### Exercise
Each line in the material below, starting at the one with "Show me the ship railing" and ending at the one with "Show me the pier in the picture above.", is to be reproduced exactly; no picture is to be copied.

### Given data
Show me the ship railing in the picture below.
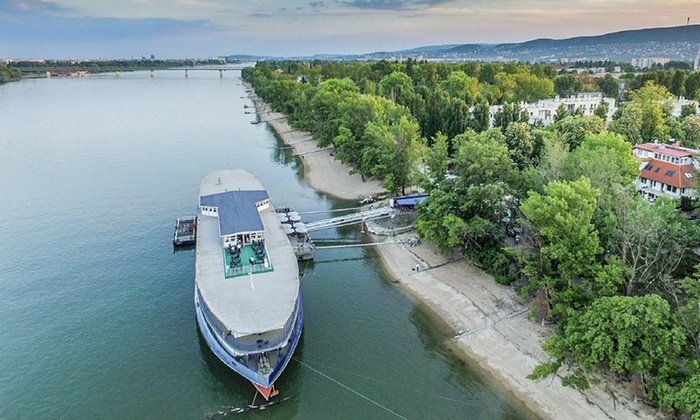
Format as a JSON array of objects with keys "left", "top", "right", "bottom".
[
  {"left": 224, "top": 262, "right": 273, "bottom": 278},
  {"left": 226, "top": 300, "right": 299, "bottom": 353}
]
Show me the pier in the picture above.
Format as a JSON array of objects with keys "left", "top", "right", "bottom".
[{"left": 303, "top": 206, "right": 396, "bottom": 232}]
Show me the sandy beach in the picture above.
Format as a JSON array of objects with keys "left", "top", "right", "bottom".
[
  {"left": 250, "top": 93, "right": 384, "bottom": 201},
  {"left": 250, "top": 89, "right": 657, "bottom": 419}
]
* * *
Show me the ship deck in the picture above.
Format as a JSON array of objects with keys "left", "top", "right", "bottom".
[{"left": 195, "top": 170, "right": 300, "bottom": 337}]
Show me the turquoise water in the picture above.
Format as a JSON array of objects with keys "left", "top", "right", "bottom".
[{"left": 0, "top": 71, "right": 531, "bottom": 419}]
--
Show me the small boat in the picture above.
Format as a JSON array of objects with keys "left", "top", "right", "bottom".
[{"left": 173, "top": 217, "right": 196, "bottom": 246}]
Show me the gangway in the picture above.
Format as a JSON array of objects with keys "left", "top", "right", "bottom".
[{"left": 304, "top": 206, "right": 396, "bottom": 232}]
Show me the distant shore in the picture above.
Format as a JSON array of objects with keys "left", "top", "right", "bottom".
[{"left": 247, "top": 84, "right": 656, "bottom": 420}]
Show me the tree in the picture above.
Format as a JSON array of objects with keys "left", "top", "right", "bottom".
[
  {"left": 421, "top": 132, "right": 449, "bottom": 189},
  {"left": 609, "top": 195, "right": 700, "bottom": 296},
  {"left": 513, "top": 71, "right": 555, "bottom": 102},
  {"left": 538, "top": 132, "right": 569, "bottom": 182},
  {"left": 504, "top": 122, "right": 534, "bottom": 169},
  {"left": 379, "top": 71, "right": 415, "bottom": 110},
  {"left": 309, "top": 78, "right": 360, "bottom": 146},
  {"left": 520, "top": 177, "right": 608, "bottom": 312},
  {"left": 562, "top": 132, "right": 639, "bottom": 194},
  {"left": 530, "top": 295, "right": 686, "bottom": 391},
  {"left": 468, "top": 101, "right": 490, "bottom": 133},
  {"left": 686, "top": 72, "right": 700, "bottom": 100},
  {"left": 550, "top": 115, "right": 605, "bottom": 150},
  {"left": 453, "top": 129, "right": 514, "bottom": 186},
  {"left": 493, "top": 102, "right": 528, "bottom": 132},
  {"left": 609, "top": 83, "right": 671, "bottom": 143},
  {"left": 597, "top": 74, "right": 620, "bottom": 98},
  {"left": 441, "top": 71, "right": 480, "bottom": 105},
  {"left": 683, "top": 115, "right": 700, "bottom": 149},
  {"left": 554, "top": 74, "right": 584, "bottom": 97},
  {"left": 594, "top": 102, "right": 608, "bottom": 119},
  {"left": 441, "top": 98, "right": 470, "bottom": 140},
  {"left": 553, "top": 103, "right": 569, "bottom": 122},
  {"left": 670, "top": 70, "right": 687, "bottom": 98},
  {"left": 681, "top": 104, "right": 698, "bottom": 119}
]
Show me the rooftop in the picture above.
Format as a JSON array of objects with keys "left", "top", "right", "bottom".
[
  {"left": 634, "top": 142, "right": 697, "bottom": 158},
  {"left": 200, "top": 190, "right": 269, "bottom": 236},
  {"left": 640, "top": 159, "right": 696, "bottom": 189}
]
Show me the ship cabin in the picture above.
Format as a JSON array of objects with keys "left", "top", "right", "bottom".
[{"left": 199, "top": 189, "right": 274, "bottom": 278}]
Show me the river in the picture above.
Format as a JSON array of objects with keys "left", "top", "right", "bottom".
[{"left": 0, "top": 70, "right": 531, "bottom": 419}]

### Exercise result
Show me the ship railing in the picture below.
Format as a JSON array of objects with keys "left", "top", "right", "bottom".
[
  {"left": 224, "top": 262, "right": 273, "bottom": 278},
  {"left": 226, "top": 300, "right": 299, "bottom": 353}
]
Show me the pier in the picture above.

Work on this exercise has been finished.